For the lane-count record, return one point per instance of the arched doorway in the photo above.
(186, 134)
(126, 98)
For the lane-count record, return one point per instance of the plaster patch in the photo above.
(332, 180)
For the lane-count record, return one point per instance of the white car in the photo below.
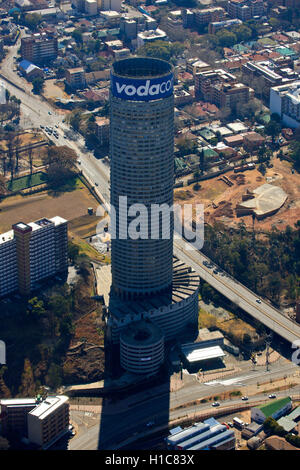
(151, 423)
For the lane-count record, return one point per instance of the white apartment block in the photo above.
(32, 252)
(285, 101)
(48, 421)
(8, 264)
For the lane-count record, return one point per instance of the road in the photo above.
(131, 422)
(41, 113)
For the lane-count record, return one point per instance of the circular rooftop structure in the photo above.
(142, 348)
(141, 67)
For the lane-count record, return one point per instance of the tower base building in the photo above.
(154, 297)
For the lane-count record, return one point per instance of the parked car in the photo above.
(151, 423)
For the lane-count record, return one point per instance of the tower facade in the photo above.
(153, 296)
(142, 171)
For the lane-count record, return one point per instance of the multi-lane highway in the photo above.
(41, 113)
(127, 420)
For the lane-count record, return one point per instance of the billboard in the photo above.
(142, 89)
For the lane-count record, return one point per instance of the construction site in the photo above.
(273, 199)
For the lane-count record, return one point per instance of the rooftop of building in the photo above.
(185, 283)
(142, 67)
(47, 406)
(7, 236)
(266, 199)
(18, 401)
(270, 408)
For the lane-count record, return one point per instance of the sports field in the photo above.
(69, 205)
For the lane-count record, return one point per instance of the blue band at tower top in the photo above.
(142, 89)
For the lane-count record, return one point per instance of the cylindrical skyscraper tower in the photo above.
(142, 172)
(154, 296)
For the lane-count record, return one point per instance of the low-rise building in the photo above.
(215, 26)
(209, 435)
(221, 88)
(48, 421)
(39, 48)
(30, 70)
(91, 7)
(14, 413)
(150, 36)
(285, 101)
(274, 409)
(253, 140)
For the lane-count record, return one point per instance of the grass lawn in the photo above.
(27, 181)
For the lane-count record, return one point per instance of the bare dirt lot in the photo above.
(220, 199)
(53, 90)
(69, 205)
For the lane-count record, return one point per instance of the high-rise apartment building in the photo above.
(285, 101)
(149, 287)
(75, 78)
(32, 252)
(207, 15)
(245, 9)
(39, 48)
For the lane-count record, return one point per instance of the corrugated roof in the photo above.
(269, 409)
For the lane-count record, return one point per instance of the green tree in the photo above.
(4, 444)
(38, 85)
(295, 154)
(32, 20)
(77, 35)
(27, 387)
(273, 129)
(36, 307)
(226, 38)
(54, 376)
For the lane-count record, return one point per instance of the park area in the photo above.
(71, 203)
(220, 198)
(28, 181)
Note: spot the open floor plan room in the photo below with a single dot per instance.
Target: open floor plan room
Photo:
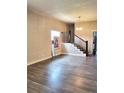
(63, 74)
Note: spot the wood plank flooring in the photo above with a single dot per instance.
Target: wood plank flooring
(64, 74)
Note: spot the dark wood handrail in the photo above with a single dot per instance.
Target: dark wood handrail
(86, 42)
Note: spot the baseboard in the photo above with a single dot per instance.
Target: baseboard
(73, 54)
(39, 60)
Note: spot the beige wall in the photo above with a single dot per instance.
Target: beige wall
(87, 31)
(39, 36)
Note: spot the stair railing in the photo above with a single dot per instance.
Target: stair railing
(86, 44)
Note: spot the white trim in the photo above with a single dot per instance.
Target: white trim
(39, 60)
(75, 54)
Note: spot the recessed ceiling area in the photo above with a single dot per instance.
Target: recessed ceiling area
(67, 10)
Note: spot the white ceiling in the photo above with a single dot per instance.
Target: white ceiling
(67, 10)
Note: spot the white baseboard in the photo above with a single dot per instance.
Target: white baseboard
(74, 54)
(39, 60)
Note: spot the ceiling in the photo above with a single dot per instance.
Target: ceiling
(67, 10)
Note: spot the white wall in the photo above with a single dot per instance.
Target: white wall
(87, 31)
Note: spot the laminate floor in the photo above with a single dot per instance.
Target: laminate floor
(64, 74)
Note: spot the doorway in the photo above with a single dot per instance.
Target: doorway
(55, 41)
(94, 43)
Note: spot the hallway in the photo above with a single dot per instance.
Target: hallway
(64, 74)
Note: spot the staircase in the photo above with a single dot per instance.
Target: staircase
(72, 49)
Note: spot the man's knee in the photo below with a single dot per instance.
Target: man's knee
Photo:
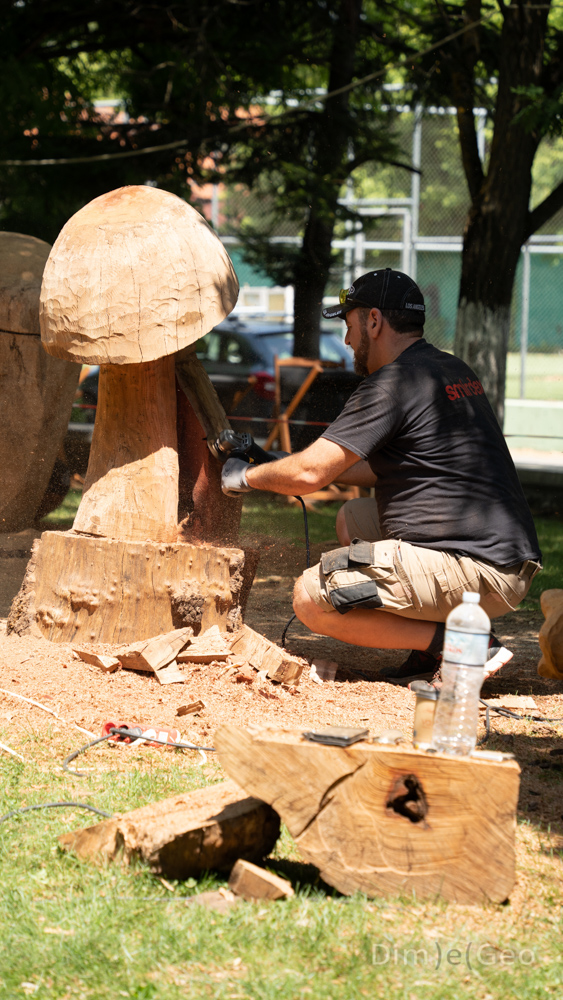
(305, 607)
(342, 532)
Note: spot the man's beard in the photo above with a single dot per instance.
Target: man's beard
(361, 354)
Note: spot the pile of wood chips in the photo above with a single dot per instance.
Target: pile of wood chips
(244, 653)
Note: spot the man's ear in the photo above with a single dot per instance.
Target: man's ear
(375, 322)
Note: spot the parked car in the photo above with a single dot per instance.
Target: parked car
(239, 357)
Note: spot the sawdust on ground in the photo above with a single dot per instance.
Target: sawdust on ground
(81, 693)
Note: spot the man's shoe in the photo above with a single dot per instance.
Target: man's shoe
(419, 665)
(424, 666)
(498, 656)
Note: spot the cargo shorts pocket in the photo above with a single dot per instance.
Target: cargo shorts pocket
(363, 575)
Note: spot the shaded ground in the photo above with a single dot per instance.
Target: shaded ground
(48, 672)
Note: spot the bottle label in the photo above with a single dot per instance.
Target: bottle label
(466, 647)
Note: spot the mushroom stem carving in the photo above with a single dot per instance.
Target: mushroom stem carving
(131, 487)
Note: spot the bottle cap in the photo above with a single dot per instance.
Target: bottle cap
(422, 689)
(470, 598)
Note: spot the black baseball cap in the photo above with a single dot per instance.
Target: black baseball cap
(383, 289)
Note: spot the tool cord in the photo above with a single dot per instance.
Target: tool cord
(54, 805)
(122, 731)
(308, 550)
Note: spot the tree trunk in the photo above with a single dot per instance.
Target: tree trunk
(497, 223)
(35, 404)
(331, 152)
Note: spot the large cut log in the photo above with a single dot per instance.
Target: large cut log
(184, 835)
(383, 819)
(134, 277)
(79, 589)
(36, 390)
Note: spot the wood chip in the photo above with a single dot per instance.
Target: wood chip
(245, 677)
(194, 706)
(152, 654)
(515, 702)
(171, 674)
(265, 655)
(252, 882)
(108, 664)
(323, 671)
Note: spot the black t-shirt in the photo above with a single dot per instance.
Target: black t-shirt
(445, 477)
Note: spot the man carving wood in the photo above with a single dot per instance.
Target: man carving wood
(449, 514)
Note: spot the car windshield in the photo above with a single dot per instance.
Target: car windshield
(331, 347)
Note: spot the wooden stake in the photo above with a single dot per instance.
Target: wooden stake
(251, 882)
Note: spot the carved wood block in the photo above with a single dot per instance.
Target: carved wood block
(83, 589)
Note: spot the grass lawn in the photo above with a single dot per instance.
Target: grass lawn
(70, 929)
(544, 376)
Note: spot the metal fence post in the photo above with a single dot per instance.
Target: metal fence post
(525, 320)
(415, 187)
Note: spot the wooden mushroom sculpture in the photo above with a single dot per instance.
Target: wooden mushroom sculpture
(134, 277)
(36, 390)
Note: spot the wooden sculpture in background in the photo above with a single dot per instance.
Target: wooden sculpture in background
(551, 635)
(36, 391)
(135, 277)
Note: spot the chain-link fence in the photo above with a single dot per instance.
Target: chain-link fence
(413, 220)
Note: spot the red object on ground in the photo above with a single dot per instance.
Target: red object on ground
(150, 734)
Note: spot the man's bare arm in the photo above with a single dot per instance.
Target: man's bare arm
(321, 463)
(360, 474)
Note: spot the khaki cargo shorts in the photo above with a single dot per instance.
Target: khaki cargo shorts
(406, 579)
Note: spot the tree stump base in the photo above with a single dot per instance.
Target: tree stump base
(80, 588)
(383, 819)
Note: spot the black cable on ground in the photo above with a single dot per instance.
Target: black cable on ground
(122, 731)
(507, 713)
(308, 551)
(55, 805)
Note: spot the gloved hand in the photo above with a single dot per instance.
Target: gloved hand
(233, 477)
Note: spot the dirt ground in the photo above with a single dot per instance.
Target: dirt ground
(77, 692)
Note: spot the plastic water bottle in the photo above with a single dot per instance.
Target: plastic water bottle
(466, 644)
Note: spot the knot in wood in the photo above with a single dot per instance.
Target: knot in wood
(407, 798)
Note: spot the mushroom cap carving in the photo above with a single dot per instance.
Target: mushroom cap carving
(135, 275)
(22, 259)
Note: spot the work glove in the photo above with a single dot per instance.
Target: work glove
(233, 477)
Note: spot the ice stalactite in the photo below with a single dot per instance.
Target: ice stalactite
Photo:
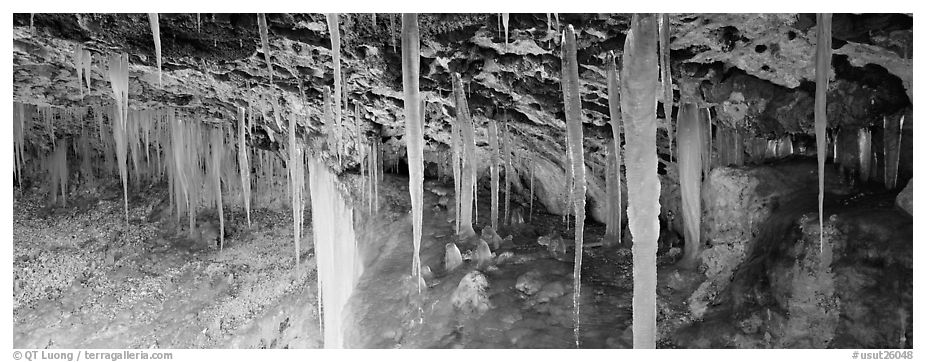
(787, 148)
(465, 124)
(414, 129)
(455, 158)
(86, 165)
(666, 73)
(639, 78)
(295, 166)
(156, 33)
(19, 121)
(392, 31)
(83, 63)
(613, 168)
(265, 42)
(823, 62)
(689, 170)
(338, 259)
(572, 103)
(131, 134)
(119, 80)
(531, 212)
(893, 129)
(244, 167)
(509, 169)
(217, 150)
(864, 154)
(707, 144)
(738, 153)
(58, 172)
(505, 24)
(493, 171)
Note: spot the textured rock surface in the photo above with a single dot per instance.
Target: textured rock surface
(737, 202)
(753, 67)
(905, 198)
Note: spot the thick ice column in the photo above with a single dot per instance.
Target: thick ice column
(265, 42)
(509, 170)
(666, 72)
(217, 151)
(892, 135)
(465, 123)
(824, 58)
(338, 260)
(493, 170)
(156, 33)
(333, 29)
(414, 128)
(119, 80)
(613, 172)
(572, 103)
(864, 154)
(689, 175)
(638, 107)
(244, 167)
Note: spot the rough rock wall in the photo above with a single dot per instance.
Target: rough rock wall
(736, 204)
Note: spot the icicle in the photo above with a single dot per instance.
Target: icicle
(864, 154)
(493, 171)
(392, 31)
(19, 121)
(531, 215)
(338, 259)
(58, 172)
(892, 136)
(638, 108)
(119, 79)
(612, 174)
(706, 146)
(296, 184)
(572, 102)
(465, 124)
(217, 149)
(824, 55)
(509, 171)
(265, 42)
(83, 63)
(455, 146)
(666, 71)
(156, 32)
(689, 165)
(244, 167)
(414, 129)
(505, 24)
(336, 64)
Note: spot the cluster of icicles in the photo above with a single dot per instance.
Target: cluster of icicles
(201, 160)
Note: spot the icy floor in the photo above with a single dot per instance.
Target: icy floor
(529, 294)
(85, 279)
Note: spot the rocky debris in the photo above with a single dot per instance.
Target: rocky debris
(554, 244)
(452, 257)
(470, 295)
(483, 255)
(737, 204)
(87, 279)
(494, 240)
(529, 283)
(905, 198)
(807, 288)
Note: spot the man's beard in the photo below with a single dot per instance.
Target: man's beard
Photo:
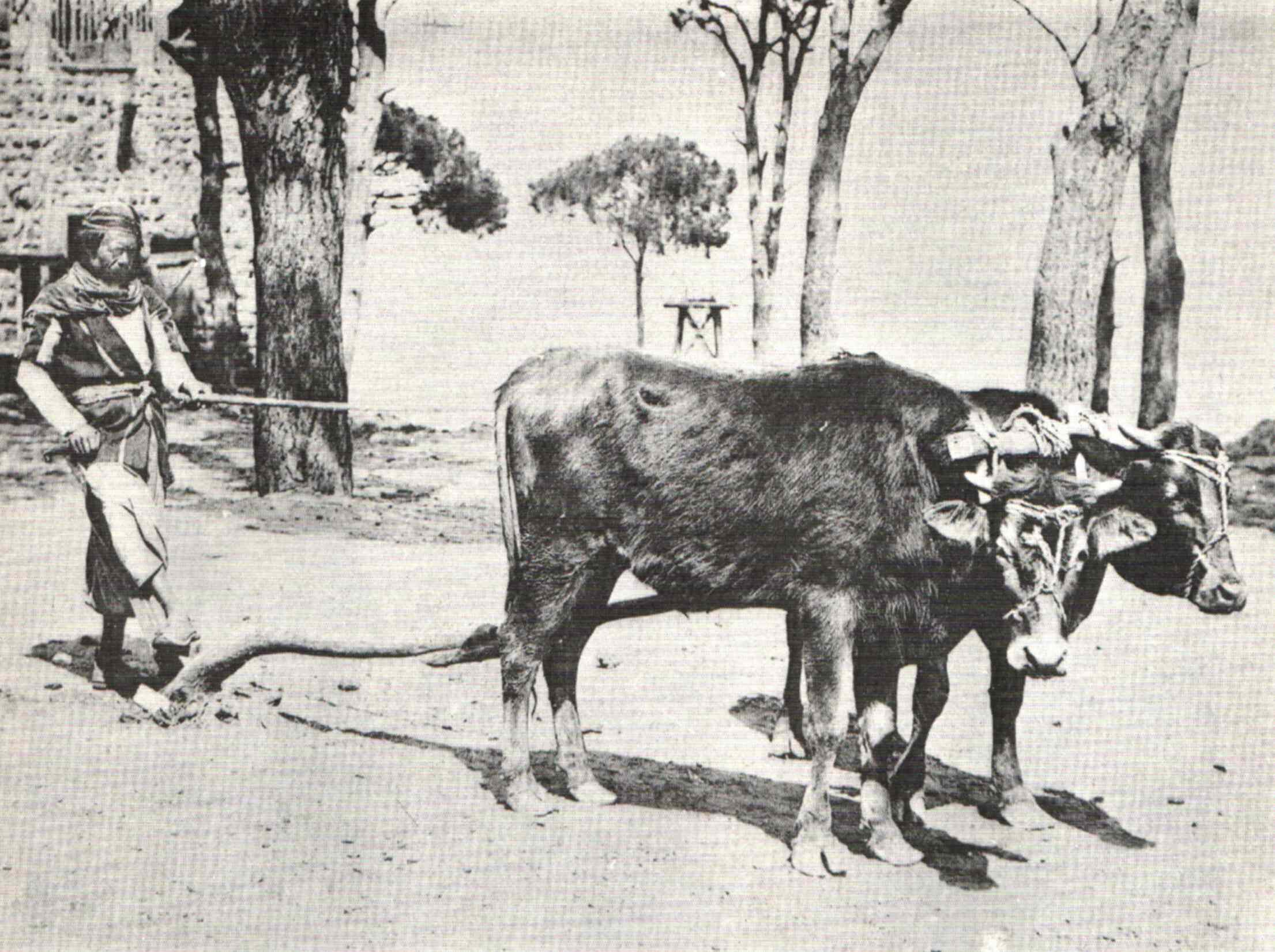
(119, 274)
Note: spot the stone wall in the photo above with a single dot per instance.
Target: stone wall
(59, 146)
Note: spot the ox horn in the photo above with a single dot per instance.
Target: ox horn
(1145, 439)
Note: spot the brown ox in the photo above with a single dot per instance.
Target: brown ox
(808, 491)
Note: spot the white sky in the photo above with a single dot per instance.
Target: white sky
(946, 191)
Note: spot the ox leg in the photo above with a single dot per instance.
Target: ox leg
(908, 781)
(815, 852)
(1018, 807)
(787, 738)
(877, 683)
(542, 592)
(561, 668)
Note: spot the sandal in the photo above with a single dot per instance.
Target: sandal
(110, 673)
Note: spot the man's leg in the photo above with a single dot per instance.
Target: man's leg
(110, 673)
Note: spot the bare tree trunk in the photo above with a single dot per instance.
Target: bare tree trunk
(361, 124)
(1165, 277)
(217, 330)
(642, 318)
(763, 305)
(286, 65)
(1090, 165)
(221, 334)
(847, 80)
(1106, 336)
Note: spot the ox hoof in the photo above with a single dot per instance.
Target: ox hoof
(528, 797)
(889, 846)
(911, 812)
(593, 793)
(1023, 814)
(819, 854)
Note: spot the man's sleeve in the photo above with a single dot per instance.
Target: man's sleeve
(41, 329)
(167, 346)
(161, 318)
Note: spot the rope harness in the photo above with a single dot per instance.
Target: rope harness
(1051, 436)
(1216, 469)
(1066, 518)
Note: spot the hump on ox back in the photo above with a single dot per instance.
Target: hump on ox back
(1164, 530)
(800, 482)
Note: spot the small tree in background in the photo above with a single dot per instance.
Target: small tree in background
(783, 29)
(454, 188)
(650, 194)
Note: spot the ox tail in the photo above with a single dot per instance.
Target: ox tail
(508, 499)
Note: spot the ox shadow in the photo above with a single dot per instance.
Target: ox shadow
(770, 806)
(946, 784)
(766, 804)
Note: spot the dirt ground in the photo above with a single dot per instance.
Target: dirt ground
(347, 804)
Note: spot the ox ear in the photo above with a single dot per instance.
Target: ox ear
(960, 522)
(1116, 530)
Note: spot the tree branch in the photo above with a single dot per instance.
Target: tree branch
(736, 14)
(1066, 50)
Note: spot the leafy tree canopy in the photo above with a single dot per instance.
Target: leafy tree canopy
(653, 193)
(456, 185)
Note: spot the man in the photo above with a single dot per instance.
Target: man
(99, 342)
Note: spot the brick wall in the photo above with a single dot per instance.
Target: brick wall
(59, 141)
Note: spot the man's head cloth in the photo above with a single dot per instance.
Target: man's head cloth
(109, 217)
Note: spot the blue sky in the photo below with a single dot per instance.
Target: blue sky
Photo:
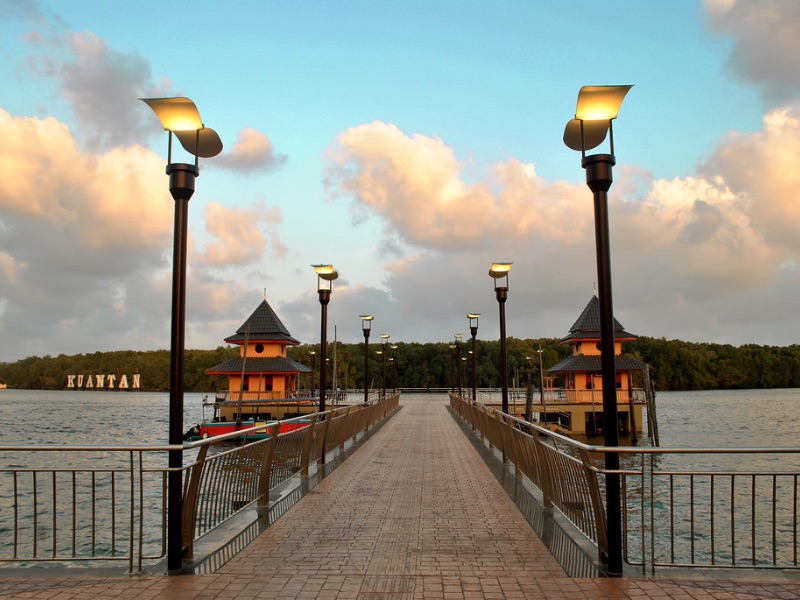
(410, 145)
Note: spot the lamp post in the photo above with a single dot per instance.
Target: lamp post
(179, 116)
(499, 272)
(366, 326)
(313, 354)
(541, 383)
(528, 392)
(384, 342)
(458, 337)
(393, 360)
(473, 329)
(326, 275)
(453, 368)
(597, 107)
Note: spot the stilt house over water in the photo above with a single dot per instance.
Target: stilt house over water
(262, 371)
(578, 406)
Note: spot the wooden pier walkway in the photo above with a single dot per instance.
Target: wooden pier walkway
(413, 513)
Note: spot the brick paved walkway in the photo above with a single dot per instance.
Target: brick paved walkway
(413, 513)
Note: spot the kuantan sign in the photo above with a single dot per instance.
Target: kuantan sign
(103, 381)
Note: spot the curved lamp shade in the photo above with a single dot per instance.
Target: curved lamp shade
(181, 117)
(597, 106)
(500, 270)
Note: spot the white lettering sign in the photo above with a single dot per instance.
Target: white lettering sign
(103, 381)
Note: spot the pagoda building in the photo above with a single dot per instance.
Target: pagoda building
(262, 371)
(580, 401)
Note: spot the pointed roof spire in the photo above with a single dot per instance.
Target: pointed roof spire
(588, 325)
(264, 326)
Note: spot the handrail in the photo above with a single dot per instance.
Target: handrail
(717, 516)
(70, 512)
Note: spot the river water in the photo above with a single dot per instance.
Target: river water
(707, 419)
(732, 418)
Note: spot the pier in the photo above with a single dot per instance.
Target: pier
(414, 512)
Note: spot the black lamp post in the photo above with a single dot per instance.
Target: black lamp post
(597, 106)
(541, 383)
(326, 275)
(453, 368)
(366, 326)
(499, 272)
(180, 116)
(313, 369)
(458, 337)
(393, 360)
(473, 329)
(384, 342)
(528, 392)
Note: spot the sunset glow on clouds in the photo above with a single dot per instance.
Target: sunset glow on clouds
(338, 159)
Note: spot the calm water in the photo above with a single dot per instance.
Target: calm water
(686, 419)
(750, 418)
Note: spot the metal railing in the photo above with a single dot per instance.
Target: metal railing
(681, 507)
(87, 504)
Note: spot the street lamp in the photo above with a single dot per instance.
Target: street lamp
(326, 275)
(458, 337)
(499, 272)
(393, 360)
(313, 354)
(180, 116)
(366, 326)
(384, 341)
(473, 329)
(453, 368)
(597, 107)
(541, 383)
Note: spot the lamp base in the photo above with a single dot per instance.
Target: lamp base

→ **Instructions for the task**: Write out exactly the run of lines above that starts at the line containing "Target: tree stump base" and ends at the line containing "Note: spot the icicle". Include both, and leave the pictures out.

→ **Task result**:
Target: tree stump base
(80, 588)
(383, 819)
Note: spot the black cable on ground in the photo above with a single dot per instance.
Target: black cable on ground
(122, 731)
(507, 713)
(308, 551)
(55, 805)
Note: spot the gloved hand in the photo above with a single dot per instance.
Target: gloved hand
(233, 477)
Note: spot the dirt ground in the photo above with a single dot per instance.
Target: dirt ground
(77, 692)
Note: spot the plastic water bottle in the photo above with a single dot per instance.
Target: plastic water bottle
(466, 644)
Note: spot the knot in wood in the photo above with a single dot per instance.
Target: knot in wood
(407, 798)
Note: spot the mushroom cap carving in the photo above with a single dot per instance.
Target: mushroom cap carving
(135, 275)
(22, 259)
Note: spot the work glove in the photo above with a single dot per instance.
Target: work glove
(233, 477)
Note: spot the ice stalactite in the photo below with a single dot per instance.
Target: ice stalactite
Photo:
(787, 148)
(465, 124)
(414, 129)
(455, 158)
(86, 165)
(666, 73)
(639, 78)
(295, 166)
(156, 33)
(19, 121)
(392, 31)
(83, 63)
(613, 168)
(265, 42)
(823, 62)
(689, 170)
(338, 259)
(572, 103)
(131, 134)
(119, 80)
(531, 212)
(893, 129)
(244, 167)
(509, 169)
(217, 150)
(864, 154)
(707, 144)
(738, 153)
(58, 172)
(505, 24)
(493, 171)
Note: spot the textured rock surface in the photo above with a single dot per instance.
Target: textured rock surface
(737, 202)
(753, 67)
(905, 198)
Note: spot the thick ice column in the photo above with a single dot per instance.
Target: thick ice column
(265, 42)
(509, 170)
(666, 72)
(217, 151)
(892, 135)
(465, 123)
(824, 58)
(338, 260)
(493, 170)
(156, 33)
(333, 29)
(414, 128)
(119, 80)
(613, 172)
(572, 103)
(864, 154)
(689, 175)
(638, 107)
(244, 167)
Note: spot the rough rock wall in the photo above with a single dot per instance.
Target: rough rock wall
(736, 204)
Note: spot the icicle in the photo above with a single dot per instance.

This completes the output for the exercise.